> _What is expected_
Write out the entries below word for word, from the line with "on the cascading" through the last line of the entries, and nothing else.

++++++

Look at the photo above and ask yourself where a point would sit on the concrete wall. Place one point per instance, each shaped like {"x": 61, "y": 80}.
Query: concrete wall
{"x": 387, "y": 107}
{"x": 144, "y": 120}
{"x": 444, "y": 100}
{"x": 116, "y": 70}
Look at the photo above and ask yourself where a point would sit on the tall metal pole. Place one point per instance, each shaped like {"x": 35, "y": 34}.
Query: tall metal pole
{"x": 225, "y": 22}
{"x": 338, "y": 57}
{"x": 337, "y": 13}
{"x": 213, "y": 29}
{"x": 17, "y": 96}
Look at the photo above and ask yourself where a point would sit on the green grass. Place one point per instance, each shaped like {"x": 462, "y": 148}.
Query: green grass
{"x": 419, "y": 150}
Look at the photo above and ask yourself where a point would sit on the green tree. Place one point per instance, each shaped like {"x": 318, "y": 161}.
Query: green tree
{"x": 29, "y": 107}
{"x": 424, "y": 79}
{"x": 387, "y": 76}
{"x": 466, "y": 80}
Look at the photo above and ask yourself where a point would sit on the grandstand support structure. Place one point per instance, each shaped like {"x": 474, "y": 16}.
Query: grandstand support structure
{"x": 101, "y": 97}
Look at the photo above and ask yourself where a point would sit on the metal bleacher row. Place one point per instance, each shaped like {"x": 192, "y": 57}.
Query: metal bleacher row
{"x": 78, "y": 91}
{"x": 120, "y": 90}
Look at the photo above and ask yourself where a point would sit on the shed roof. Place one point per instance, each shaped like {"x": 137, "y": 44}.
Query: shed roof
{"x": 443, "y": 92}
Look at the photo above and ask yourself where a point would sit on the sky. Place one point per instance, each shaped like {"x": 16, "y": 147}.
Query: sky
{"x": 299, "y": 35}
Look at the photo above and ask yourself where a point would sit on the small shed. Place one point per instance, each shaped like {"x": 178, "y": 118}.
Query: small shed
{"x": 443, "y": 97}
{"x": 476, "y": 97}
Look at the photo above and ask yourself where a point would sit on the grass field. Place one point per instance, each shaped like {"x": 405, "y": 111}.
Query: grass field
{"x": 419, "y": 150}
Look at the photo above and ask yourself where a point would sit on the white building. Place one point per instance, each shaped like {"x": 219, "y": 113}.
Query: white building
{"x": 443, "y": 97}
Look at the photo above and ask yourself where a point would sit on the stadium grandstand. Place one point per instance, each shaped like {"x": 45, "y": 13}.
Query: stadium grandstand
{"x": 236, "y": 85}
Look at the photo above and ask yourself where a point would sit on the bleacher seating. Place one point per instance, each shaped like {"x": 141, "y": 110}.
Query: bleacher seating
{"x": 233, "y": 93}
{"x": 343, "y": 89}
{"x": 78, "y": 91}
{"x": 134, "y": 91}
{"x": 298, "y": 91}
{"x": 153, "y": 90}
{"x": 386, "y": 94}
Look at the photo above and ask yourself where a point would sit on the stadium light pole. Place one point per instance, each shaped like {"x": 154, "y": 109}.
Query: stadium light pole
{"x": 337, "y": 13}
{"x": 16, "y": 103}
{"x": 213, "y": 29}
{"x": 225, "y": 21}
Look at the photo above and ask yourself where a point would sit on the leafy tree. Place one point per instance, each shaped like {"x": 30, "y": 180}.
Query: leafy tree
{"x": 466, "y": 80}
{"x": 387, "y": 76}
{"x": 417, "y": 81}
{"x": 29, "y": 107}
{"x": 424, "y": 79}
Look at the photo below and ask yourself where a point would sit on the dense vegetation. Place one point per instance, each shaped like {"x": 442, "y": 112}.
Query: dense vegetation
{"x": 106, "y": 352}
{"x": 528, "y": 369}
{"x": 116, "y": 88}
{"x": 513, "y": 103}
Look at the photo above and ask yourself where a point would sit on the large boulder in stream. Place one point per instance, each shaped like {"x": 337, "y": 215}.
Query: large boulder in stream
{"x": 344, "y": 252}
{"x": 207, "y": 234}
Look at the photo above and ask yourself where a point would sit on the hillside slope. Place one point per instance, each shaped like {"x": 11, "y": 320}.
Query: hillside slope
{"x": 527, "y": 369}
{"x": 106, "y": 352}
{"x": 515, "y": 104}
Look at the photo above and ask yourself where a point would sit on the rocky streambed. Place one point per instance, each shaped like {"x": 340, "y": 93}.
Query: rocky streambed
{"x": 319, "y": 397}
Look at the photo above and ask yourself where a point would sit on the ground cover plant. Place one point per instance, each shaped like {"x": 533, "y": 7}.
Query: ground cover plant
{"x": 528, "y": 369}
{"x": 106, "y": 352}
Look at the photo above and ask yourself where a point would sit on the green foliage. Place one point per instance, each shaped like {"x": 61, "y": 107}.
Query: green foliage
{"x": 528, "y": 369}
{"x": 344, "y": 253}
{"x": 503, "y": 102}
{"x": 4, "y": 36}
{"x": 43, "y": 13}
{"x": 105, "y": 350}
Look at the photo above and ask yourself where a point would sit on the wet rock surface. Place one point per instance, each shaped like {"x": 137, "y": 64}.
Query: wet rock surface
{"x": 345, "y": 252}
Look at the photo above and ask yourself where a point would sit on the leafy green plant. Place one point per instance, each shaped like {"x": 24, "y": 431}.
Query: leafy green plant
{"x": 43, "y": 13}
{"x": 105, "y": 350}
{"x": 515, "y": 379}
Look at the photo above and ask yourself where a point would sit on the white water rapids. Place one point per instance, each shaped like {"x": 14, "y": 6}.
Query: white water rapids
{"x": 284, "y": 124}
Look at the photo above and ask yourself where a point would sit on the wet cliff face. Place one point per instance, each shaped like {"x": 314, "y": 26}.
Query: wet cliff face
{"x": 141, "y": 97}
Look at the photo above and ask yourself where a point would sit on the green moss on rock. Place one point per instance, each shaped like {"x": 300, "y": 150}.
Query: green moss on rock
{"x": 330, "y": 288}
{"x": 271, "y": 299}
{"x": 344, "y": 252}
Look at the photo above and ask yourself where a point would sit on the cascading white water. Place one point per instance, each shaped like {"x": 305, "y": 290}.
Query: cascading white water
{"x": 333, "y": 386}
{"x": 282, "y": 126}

++++++

> _Solution for this problem_
Look at the photo above and ask yourself where a point would sit on the cascading white water. Place one point per instance, each shaped like {"x": 305, "y": 290}.
Query: cascading white water
{"x": 333, "y": 386}
{"x": 282, "y": 126}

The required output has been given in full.